_Requirement a:_ Decide whether each statement agrees with the excerpt on social entrepreneurs: (i) the Roddicks eventually sold the Body Shop to L’Oréal; (ii) most respondents mentioned joint ventures as significant to their activities or plans; (iii) ratings agencies reported that the Body Shop’s favorability ratings rose after the sale. Answer yes or no for each, quoting the deciding words of the excerpt.

_Document section:_
───
Critics considered Anita Roddick unreasonable, even in late middle age. But entrepreneurs who, like her, take the for-profit route have one satisfaction denied their unreasonable counterparts working in the not-for-profit sector: they can cash in some of their shares—or sell out entirely. A growing number of social entrepreneurs have been traveling that route, which we examine toward the end of this chapter. The Roddicks publicly regretted their own IPO because it threatened to turn the Body Shop into a business like any other. They eventually sold out to L’Oréal, which was somewhat ironic given that Nestlé—one of the world’s most boycotted firms—had a major stake in L’Oréal.

According to L’Oréal’s chairman and chief executive, the business would remain independent, and its shares would no longer be listed. However, ratings agencies that track public perceptions of brands and company reputations were soon reporting that the Body Shop’s favorability ratings had taken a significant knock. Roddick was rather more upbeat, however. “When you have the biggest cosmetics firm saying, ‘We want you to teach us how to support small farms and women’s cooperatives,’ it is a very exciting moment.”31 She also noted that L’Oréal “could work with our Nicaraguan farmers who sell us 70 tons of sesame oil. How many tons could they use, a thousand? I mean, it’s mind-blowing in terms of poverty eradication.”32 The proof, as her fellow Brits would put it, will be in the pudding.

Creating Partnerships and Joint Ventures

To scale up, most entrepreneurs must form partnerships or joint ventures—which makes it slightly surprising that less than a third (30 percent) of our respondents mentioned joint ventures as significant to their activities or plans. Those taking this route saw many potential nonfinancial benefits. Such partnerships, as noted on the Web site for Landmines Blow!, help both parties “leverage their assets, such as their expertise and client base, with other advantages including sharing knowledge, [cultivating] new relationships, developing a continuum of care, working successfully in different cultural settings, and [gaining] approval from the United States Federal Government and the United Nations.”33

Those thinking about this option are concerned about the implications. “We have had a significant increase in companies wanting to sponsor us,” said one entrepreneur, who asked to remain anonymous. “The challenge is to remain selective and not to sell out, to maintain the purity of our program.” Many respondents wondered how they could learn to vet potential partners. Despite some social entrepreneurs’ concerns about power imbalances, most of them often see mainstream businesses as the most interesting partners for a number of reasons. One is the sheer scale of the potential resources available in the corporate sector and the geographic reach and political influence of large companies. Another reason is entrepreneurs’ growing appetite for understanding how to develop social and environmental initiatives on a more businesslike footing.
───
_Requirement b:_ In the entries, substitute "upper-left corner" for "top-left corner" from the line with "trace the outline of every instance of the shirt" to the line with "M251 404L268 404L268", and write out only those lines, with nothing else changed.

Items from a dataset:
───
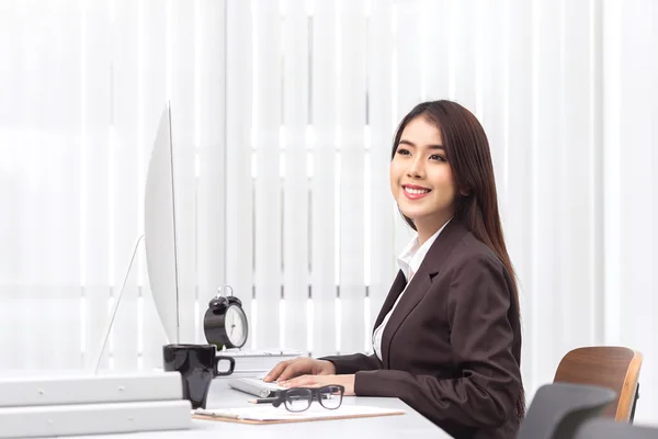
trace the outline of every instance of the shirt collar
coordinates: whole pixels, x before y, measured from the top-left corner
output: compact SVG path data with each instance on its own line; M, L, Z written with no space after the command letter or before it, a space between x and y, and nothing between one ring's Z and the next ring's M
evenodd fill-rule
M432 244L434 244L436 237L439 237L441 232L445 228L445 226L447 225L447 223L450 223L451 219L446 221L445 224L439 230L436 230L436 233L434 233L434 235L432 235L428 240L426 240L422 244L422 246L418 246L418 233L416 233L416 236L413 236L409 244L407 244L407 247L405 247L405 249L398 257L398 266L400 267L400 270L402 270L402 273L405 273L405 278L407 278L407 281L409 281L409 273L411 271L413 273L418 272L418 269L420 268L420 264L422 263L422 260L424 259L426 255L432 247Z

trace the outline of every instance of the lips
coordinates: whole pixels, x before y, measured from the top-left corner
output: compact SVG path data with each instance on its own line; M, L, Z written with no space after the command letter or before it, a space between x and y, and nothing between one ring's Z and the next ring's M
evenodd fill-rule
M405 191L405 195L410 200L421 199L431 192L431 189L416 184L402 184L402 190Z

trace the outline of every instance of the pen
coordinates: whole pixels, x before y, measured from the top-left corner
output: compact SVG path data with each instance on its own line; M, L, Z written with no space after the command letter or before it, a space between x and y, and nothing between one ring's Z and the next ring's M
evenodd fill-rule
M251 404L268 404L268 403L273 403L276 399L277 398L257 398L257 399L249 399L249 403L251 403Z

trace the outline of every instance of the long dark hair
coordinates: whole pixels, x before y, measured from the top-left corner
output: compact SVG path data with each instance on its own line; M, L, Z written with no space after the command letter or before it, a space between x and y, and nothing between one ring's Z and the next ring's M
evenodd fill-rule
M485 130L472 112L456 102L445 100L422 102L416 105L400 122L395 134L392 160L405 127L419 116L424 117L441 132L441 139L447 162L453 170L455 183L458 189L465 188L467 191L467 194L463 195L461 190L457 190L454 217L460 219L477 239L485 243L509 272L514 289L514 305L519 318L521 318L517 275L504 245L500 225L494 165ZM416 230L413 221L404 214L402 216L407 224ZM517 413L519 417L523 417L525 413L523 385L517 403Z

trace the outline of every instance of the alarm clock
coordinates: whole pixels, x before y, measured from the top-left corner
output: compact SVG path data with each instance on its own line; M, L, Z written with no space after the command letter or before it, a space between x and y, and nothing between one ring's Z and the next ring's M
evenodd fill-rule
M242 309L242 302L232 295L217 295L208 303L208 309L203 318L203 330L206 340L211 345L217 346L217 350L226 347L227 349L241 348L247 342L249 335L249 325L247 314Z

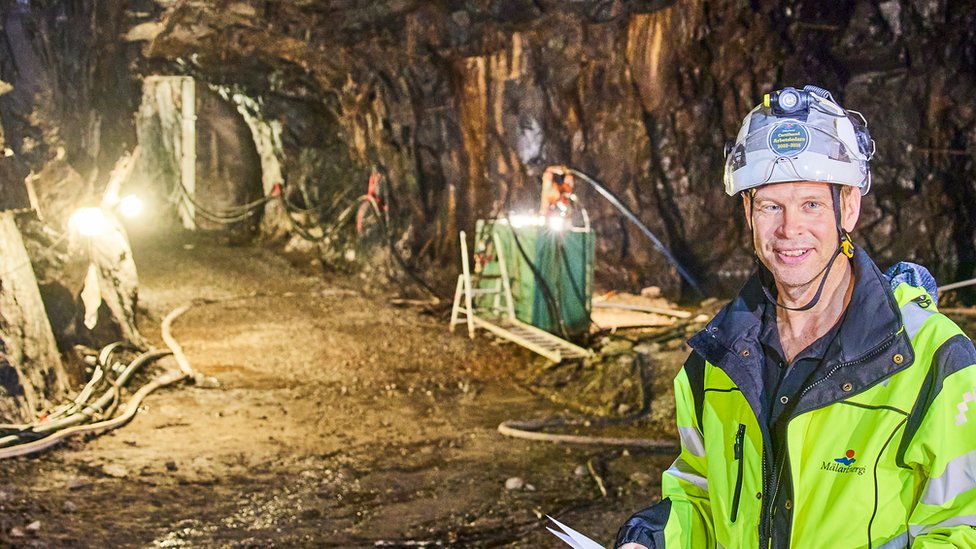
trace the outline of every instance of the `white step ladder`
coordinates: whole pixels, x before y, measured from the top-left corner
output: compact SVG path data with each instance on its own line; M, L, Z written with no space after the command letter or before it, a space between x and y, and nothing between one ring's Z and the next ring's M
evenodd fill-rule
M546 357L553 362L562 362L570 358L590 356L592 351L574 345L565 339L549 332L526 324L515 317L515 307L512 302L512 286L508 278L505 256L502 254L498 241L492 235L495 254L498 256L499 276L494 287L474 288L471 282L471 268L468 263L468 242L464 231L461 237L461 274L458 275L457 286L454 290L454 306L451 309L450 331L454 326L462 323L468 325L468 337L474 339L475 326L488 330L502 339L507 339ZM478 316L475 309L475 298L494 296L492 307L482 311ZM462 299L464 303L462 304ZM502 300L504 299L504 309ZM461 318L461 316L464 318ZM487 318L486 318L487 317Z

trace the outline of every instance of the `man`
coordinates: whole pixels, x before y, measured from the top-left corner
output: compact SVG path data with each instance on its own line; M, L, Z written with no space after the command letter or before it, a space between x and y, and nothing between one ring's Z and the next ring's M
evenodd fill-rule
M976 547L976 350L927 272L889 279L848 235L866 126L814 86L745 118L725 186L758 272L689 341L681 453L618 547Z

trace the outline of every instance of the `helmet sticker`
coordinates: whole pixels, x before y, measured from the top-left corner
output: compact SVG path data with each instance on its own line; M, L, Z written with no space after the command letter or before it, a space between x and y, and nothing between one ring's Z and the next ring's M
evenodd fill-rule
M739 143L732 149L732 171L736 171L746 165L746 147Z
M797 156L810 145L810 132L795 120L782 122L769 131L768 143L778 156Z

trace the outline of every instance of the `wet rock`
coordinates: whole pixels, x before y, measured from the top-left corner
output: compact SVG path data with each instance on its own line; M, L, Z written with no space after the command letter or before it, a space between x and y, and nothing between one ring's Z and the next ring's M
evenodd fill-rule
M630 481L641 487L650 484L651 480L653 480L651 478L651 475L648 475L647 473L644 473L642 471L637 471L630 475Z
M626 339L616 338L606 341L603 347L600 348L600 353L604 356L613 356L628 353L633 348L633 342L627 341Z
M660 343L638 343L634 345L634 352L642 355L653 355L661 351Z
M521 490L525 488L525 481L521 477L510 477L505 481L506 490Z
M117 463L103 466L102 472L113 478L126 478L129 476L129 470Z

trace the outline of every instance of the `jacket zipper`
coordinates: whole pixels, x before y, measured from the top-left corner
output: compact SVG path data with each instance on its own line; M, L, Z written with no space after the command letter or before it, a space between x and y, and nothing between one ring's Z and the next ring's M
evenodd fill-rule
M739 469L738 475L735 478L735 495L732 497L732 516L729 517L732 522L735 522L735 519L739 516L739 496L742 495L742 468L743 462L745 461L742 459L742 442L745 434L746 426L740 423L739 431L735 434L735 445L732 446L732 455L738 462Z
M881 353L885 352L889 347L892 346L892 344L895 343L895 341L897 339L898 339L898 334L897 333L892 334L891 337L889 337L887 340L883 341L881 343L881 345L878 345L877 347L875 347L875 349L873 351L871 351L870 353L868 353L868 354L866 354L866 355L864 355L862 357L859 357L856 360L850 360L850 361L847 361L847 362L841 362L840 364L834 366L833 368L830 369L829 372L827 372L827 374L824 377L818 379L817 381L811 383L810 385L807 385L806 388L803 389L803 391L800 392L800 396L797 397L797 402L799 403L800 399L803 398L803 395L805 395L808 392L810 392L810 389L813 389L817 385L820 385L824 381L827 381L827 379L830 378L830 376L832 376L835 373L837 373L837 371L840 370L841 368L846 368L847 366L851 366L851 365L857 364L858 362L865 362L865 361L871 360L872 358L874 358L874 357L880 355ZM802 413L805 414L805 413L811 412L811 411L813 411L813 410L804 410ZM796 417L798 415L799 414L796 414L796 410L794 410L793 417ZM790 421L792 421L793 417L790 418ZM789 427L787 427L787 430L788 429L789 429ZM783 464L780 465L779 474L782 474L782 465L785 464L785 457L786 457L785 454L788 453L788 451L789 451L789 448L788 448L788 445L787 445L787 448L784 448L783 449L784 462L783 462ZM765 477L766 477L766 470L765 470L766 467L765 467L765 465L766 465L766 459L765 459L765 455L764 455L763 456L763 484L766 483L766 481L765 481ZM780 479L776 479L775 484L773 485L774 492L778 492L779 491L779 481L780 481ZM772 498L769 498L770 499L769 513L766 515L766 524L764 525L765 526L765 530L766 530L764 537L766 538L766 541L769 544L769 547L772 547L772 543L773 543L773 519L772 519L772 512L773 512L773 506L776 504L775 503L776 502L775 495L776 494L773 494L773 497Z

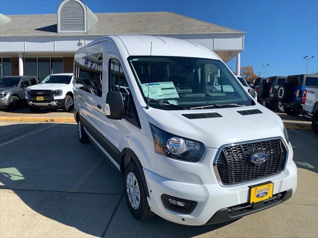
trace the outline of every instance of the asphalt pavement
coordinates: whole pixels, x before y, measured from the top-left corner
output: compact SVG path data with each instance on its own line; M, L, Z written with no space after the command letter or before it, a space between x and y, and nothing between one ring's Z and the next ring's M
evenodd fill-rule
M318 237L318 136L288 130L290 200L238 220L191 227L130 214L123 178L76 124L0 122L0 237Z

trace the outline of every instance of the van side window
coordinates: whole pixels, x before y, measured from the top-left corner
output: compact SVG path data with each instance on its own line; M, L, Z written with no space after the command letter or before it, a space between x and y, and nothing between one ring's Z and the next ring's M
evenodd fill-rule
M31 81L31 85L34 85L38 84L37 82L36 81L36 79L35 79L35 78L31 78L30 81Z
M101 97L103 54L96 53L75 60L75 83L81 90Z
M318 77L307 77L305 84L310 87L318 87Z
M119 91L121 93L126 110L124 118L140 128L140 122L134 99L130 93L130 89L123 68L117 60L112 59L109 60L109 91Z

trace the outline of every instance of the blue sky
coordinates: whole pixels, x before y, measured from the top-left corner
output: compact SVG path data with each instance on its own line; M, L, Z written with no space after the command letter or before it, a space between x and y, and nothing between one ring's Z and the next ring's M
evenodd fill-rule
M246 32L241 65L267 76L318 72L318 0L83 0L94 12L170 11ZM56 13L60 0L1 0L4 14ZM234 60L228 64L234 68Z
───
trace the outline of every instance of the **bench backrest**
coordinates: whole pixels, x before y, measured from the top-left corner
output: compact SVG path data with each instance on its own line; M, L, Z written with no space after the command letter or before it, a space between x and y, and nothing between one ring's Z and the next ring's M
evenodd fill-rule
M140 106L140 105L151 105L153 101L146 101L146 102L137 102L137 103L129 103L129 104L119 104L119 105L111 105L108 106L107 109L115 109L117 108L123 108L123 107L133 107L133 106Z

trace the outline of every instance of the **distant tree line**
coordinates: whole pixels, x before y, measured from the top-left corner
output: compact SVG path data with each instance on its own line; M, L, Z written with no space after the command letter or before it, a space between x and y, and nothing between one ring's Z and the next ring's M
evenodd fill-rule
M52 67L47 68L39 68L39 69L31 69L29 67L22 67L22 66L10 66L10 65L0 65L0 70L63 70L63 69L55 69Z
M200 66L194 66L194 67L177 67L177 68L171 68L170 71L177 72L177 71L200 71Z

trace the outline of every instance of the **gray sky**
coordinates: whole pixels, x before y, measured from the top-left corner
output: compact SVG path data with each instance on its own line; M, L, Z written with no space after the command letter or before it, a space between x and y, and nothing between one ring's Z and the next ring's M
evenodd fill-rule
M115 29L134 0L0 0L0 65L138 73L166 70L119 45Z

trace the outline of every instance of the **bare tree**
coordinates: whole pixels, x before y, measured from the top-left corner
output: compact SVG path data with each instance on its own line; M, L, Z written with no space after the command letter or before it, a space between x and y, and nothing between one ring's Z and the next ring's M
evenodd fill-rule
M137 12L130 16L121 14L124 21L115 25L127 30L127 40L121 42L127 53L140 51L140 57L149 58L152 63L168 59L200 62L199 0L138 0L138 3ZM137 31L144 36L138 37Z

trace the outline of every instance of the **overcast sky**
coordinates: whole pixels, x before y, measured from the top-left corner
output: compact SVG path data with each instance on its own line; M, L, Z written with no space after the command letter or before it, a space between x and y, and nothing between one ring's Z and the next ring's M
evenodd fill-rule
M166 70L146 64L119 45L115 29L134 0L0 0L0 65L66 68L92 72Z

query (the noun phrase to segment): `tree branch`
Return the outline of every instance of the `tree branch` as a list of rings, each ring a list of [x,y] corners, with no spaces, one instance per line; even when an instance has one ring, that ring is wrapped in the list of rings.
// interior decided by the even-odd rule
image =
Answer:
───
_Written response a:_
(i) Yes: "They eventually sold out to L’Oréal"
(ii) No: "less than a third (30 percent) of our respondents mentioned joint ventures as significant to their activities or plans"
(iii) No: "the Body Shop’s favorability ratings had taken a significant knock"

_Written response b:_
trace the outline of every instance of the shirt collar
coordinates: whole pixels, x before y, measured from the upper-left corner
output: compact SVG path data with each instance on its own line; M, L, Z written with no space after the command letter or before it, a space between x and y, and nothing between one ring's Z and the next ring's M
evenodd fill-rule
M432 244L434 244L436 237L439 237L441 232L445 228L445 226L447 225L447 223L450 223L451 219L446 221L445 224L439 230L436 230L436 233L434 233L434 235L432 235L428 240L426 240L422 244L422 246L418 246L418 233L416 233L416 236L413 236L409 244L407 244L407 247L405 247L405 249L398 257L398 266L400 267L400 270L402 270L402 273L405 273L405 278L407 278L407 281L409 281L409 273L411 271L413 273L418 272L418 269L420 268L420 264L422 263L422 260L424 259L426 255L432 247Z

trace the outline of every instance of the lips
coordinates: whole pixels, x before y, measured from the upper-left corner
output: compact SVG path data with each instance on its own line; M, L, Z written with no space after the command letter or before it, a space between x and y, and nothing between one ring's Z and the next ring's M
evenodd fill-rule
M405 191L405 195L410 200L421 199L431 192L431 189L416 184L402 184L402 190Z

trace the outline of every instance of the pen
coordinates: whole pixels, x before y, measured from the upper-left corner
output: compact SVG path data with each instance on its own line; M, L, Z written with no space after the command letter or before it, a space between x and y, and nothing between one ring's Z and the next ring's M
evenodd fill-rule
M251 404L268 404L268 403L273 403L276 399L277 398L257 398L257 399L249 399L249 403L251 403Z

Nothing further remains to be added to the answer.